TO DO:
• a. Using the fish oil article's final sentence, list every term it uses to describe the trial.
• b. According to the fish oil article, at what event did the investigators report their findings?

Efficacy of High-Dose Fish Oil Not Significantly Different from Low-Dose in Knee OA
SAN DIEGO, CA—Patients with symptomatic knee osteoarthritis had preservation or a slight increase in cartilage volume whether treated with low-dose or high-dose fish oil supplementation for 2 years, investigators reported at the 2013 ACR/ARHP Annual Meeting.
“The lack of a decrease in both groups is unexpected and may imply that both therapies have chondroprotective properties,” noted Lynette March, MD, PhD, of the University of Sydney, Institute of Bone and Joint Research, Royal North Shore Hospital, St. Leonards NSW, Australia, and colleagues.
Although fish oil is widely used for the symptomatic treatment of osteoarthritis, its effect on cartilage volume has not been investigated in a randomized controlled trial. “The objective of this study was to determine whether high-dose fish oil is superior to low-dose fish oil in retarding structural progression of symptomatic knee osteoarthritis,” they noted. The multicenter, 24-month, double-blind trial was investigator-initiated and funded by the government.

Images for object localization:

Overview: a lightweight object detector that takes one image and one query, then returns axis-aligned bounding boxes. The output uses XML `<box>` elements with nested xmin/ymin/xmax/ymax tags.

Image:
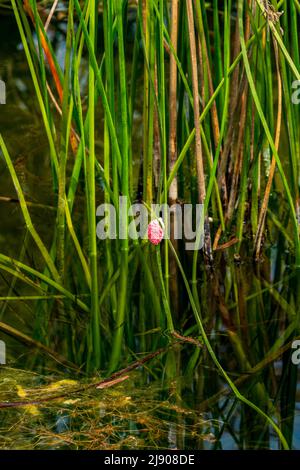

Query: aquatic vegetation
<box><xmin>0</xmin><ymin>0</ymin><xmax>300</xmax><ymax>448</ymax></box>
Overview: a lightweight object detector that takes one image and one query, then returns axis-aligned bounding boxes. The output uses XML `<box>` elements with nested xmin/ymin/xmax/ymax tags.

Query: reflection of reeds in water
<box><xmin>0</xmin><ymin>0</ymin><xmax>300</xmax><ymax>447</ymax></box>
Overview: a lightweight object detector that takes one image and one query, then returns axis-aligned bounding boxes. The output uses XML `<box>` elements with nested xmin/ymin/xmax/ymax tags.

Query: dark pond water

TASK-BY-TASK ANSWERS:
• a.
- multicenter
- 24-month
- double-blind
- investigator-initiated
- funded by the government

• b. The 2013 ACR/ARHP Annual Meeting.